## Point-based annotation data
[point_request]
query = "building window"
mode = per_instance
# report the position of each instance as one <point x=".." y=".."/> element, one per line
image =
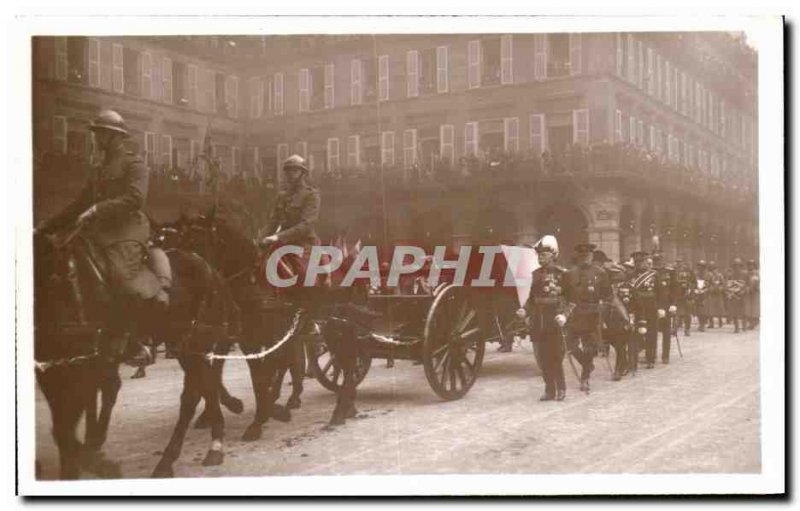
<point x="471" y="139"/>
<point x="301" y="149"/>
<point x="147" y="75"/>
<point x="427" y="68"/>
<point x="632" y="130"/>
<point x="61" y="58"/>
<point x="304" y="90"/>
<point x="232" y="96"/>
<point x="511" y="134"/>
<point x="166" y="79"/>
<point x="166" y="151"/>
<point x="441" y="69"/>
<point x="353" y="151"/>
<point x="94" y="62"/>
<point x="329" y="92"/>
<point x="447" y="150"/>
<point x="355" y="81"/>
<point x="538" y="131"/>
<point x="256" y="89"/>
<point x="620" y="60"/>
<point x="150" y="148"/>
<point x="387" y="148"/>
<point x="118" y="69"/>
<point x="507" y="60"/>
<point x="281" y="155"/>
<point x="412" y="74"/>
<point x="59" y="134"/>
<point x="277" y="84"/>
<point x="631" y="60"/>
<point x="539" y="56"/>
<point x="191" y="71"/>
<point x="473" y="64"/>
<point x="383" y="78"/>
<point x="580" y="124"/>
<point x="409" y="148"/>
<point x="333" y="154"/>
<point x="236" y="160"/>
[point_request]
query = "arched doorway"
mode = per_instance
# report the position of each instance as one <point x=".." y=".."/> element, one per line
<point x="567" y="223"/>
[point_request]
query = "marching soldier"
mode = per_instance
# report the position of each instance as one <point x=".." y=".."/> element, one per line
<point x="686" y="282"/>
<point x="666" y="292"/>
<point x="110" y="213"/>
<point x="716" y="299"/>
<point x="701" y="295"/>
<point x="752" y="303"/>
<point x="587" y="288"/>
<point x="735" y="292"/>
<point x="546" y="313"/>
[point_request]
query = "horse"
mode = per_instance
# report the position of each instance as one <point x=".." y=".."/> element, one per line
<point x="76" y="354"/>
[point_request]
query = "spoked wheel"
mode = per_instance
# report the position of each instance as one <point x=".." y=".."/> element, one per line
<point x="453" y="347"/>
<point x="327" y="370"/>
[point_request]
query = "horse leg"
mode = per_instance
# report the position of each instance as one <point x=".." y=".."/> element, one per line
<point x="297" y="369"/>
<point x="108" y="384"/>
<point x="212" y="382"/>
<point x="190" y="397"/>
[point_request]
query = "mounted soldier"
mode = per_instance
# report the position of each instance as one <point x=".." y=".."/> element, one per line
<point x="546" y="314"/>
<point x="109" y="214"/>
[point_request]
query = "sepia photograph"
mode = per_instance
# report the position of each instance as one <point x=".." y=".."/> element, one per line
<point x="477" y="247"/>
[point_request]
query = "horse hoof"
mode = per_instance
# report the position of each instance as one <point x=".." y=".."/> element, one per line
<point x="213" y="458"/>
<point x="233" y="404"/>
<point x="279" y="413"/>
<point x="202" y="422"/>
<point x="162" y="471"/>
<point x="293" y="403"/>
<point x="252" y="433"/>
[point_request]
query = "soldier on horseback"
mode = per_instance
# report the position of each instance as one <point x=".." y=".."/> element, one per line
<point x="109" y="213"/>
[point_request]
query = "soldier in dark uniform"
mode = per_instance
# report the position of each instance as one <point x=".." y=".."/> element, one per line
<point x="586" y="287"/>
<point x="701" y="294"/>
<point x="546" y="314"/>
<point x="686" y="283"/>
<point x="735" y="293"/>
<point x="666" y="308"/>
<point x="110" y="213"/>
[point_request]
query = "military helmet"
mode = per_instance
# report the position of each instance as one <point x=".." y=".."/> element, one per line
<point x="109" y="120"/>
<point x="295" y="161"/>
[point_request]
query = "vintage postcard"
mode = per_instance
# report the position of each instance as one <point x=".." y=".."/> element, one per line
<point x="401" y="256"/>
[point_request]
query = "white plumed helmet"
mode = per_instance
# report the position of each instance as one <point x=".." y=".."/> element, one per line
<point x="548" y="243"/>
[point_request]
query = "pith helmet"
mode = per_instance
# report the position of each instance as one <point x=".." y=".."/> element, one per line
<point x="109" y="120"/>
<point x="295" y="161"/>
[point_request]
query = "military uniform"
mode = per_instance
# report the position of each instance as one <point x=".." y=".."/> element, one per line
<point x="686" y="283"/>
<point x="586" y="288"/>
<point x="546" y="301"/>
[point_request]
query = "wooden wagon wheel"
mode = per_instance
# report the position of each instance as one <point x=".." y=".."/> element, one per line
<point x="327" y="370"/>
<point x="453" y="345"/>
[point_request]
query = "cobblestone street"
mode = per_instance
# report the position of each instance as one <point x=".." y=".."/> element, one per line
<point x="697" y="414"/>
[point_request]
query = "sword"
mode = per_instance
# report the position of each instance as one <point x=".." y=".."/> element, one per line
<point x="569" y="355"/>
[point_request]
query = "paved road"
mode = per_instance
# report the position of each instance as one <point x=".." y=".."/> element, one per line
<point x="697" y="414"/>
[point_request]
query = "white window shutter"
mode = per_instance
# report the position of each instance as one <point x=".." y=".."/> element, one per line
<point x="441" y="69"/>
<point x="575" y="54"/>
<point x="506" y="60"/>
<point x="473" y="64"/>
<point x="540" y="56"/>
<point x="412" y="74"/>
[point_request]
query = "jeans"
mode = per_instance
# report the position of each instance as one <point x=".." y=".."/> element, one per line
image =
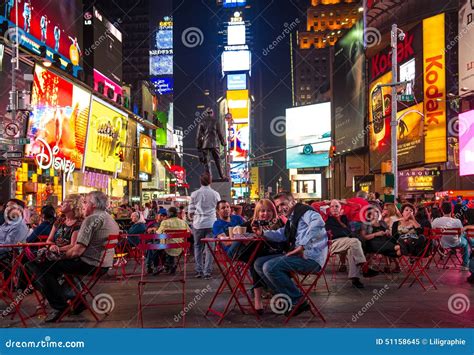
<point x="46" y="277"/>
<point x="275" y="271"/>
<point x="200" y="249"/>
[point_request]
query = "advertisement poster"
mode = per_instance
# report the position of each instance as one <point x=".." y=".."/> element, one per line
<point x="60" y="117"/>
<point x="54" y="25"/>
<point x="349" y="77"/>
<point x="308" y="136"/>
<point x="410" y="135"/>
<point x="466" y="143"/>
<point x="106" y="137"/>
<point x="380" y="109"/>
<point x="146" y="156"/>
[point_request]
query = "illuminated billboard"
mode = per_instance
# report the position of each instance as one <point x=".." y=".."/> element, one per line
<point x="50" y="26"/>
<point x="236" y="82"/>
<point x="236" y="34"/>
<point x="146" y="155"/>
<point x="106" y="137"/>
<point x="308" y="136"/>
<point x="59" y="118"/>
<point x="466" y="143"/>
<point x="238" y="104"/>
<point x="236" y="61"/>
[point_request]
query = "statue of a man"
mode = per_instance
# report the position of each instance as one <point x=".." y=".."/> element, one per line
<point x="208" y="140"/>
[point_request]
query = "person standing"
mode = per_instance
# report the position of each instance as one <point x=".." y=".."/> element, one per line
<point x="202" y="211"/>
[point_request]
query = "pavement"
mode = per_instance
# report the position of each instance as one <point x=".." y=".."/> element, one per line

## WRITTEN PROBLEM
Copy everything in the records above except the pictures, exactly as written.

## TASK SOLUTION
[point_request]
query = "building window"
mode = per_instance
# report the position of each instance as one <point x=".." y=".."/> element, one per line
image =
<point x="471" y="139"/>
<point x="301" y="149"/>
<point x="147" y="75"/>
<point x="427" y="68"/>
<point x="632" y="130"/>
<point x="61" y="58"/>
<point x="304" y="90"/>
<point x="232" y="96"/>
<point x="511" y="134"/>
<point x="166" y="79"/>
<point x="166" y="151"/>
<point x="441" y="69"/>
<point x="353" y="151"/>
<point x="94" y="62"/>
<point x="329" y="92"/>
<point x="447" y="150"/>
<point x="355" y="81"/>
<point x="538" y="131"/>
<point x="256" y="89"/>
<point x="620" y="60"/>
<point x="150" y="148"/>
<point x="387" y="148"/>
<point x="118" y="69"/>
<point x="507" y="60"/>
<point x="281" y="155"/>
<point x="412" y="74"/>
<point x="59" y="134"/>
<point x="277" y="84"/>
<point x="631" y="60"/>
<point x="539" y="56"/>
<point x="191" y="71"/>
<point x="473" y="64"/>
<point x="383" y="78"/>
<point x="580" y="124"/>
<point x="409" y="148"/>
<point x="333" y="154"/>
<point x="236" y="160"/>
[point_request]
query = "arched doorway"
mode = per_instance
# report the position of each instance as one <point x=".." y=".."/> element, one per line
<point x="567" y="223"/>
[point_request]
query = "marching soldier"
mode = per_instance
# report the position of each instance as one <point x=".." y=".."/> element, one per line
<point x="686" y="282"/>
<point x="666" y="292"/>
<point x="110" y="213"/>
<point x="716" y="299"/>
<point x="701" y="295"/>
<point x="752" y="303"/>
<point x="587" y="288"/>
<point x="735" y="292"/>
<point x="546" y="313"/>
[point_request]
query = "horse"
mode = per_instance
# report the position of each instance as one <point x=".." y=".."/> element, one per line
<point x="76" y="354"/>
[point_request]
query = "spoked wheel"
mode = per_instance
# report the position of each instance as one <point x=".." y=".."/> element, one per line
<point x="453" y="347"/>
<point x="327" y="370"/>
[point_request]
query = "horse leg"
mode = per_instance
# report the position of each instance as one <point x=".." y=".."/> element, one per line
<point x="297" y="369"/>
<point x="108" y="384"/>
<point x="212" y="382"/>
<point x="190" y="397"/>
[point_request]
query = "mounted soldier"
mode = per_instance
# report the position of each instance as one <point x=".." y=".."/> element, one per line
<point x="546" y="314"/>
<point x="109" y="214"/>
[point_request]
query = "sepia photograph"
mode = per_instance
# report the position of each instance as one <point x=".." y=".."/> element, one per line
<point x="477" y="247"/>
[point_request]
query = "horse hoof"
mode = per_instance
# report the position of each instance as one <point x=".." y=".."/> element, one per line
<point x="213" y="458"/>
<point x="233" y="404"/>
<point x="279" y="413"/>
<point x="202" y="422"/>
<point x="162" y="471"/>
<point x="293" y="403"/>
<point x="252" y="433"/>
[point_request]
query = "soldier on horseback"
mode = per_instance
# report the position of each instance as one <point x=".." y=".."/> element, one per line
<point x="109" y="213"/>
[point_request]
query = "soldier in dark uniform"
mode = per_instance
# report the position of each instance as one <point x=".." y=".."/> element, one per line
<point x="586" y="287"/>
<point x="701" y="294"/>
<point x="546" y="314"/>
<point x="686" y="283"/>
<point x="735" y="293"/>
<point x="666" y="308"/>
<point x="110" y="213"/>
[point_request]
query = "military helmet"
mode = per_instance
# report the position of each instance as one <point x=".." y=".."/> element, one per line
<point x="109" y="120"/>
<point x="295" y="161"/>
[point_request]
query = "vintage postcard"
mode = per_instance
# report the position of each instance as one <point x=".." y=".."/> element, one per line
<point x="401" y="256"/>
[point_request]
query = "white plumed helmet"
mode = per_instance
# report the position of each instance as one <point x=".." y=".."/> element, one per line
<point x="548" y="243"/>
[point_request]
query = "pith helmet"
mode = per_instance
# report the position of each instance as one <point x=".." y=".."/> element, one per line
<point x="109" y="120"/>
<point x="295" y="161"/>
[point_request]
query = "military uniform"
mode = per_instance
# report the position of each instance as one <point x=".." y=".."/> element, one per line
<point x="686" y="283"/>
<point x="586" y="288"/>
<point x="546" y="301"/>
[point_request]
query = "wooden wagon wheel"
mode = per_instance
# report the position of each instance as one <point x=".." y=".."/> element, one per line
<point x="327" y="370"/>
<point x="453" y="345"/>
[point_request]
query = "cobblestone street"
mode = per_instance
# report the position of each instance as one <point x=".." y=".."/> element, one per line
<point x="697" y="414"/>
[point_request]
query = "sword"
mode = per_instance
# report the position of each instance as one <point x=".." y=".."/> element, one per line
<point x="569" y="355"/>
[point_request]
query = "paved road"
mode = per_instance
# report the position of each instance as one <point x=".." y=".."/> element, one per line
<point x="697" y="414"/>
[point_request]
query = "white window shutter"
mode = per_instance
# report the position of each instance as one <point x=".." y=".."/> element, one per line
<point x="441" y="69"/>
<point x="575" y="54"/>
<point x="506" y="60"/>
<point x="473" y="64"/>
<point x="540" y="56"/>
<point x="412" y="74"/>
[point_request]
query = "jeans"
mode = per_instance
# report the position of each instance as one <point x=".." y=".."/> element, one per line
image =
<point x="46" y="277"/>
<point x="275" y="271"/>
<point x="200" y="249"/>
[point_request]
query = "advertisement poster"
mode = per_instance
# report the position of each instance as one <point x=".." y=".."/> element, one per line
<point x="60" y="117"/>
<point x="54" y="25"/>
<point x="349" y="77"/>
<point x="308" y="136"/>
<point x="410" y="135"/>
<point x="466" y="143"/>
<point x="106" y="137"/>
<point x="380" y="109"/>
<point x="146" y="156"/>
[point_request]
query = "illuminated billboard"
mode = per_instance
# report the position of each instance as one <point x=".." y=".."/> element, one per line
<point x="50" y="26"/>
<point x="236" y="82"/>
<point x="236" y="34"/>
<point x="146" y="155"/>
<point x="106" y="137"/>
<point x="308" y="136"/>
<point x="59" y="118"/>
<point x="466" y="143"/>
<point x="238" y="104"/>
<point x="236" y="61"/>
[point_request]
query = "statue of a man"
mode = per_instance
# report the position of each instance as one <point x=".." y=".."/> element, one per line
<point x="208" y="140"/>
[point_request]
query = "person standing"
mode = per_instance
# report the position of each instance as one <point x=".." y=".."/> element, one per line
<point x="202" y="211"/>
[point_request]
query = "pavement"
mode = per_instance
# report the position of each instance as one <point x=".." y=".."/> element, one per line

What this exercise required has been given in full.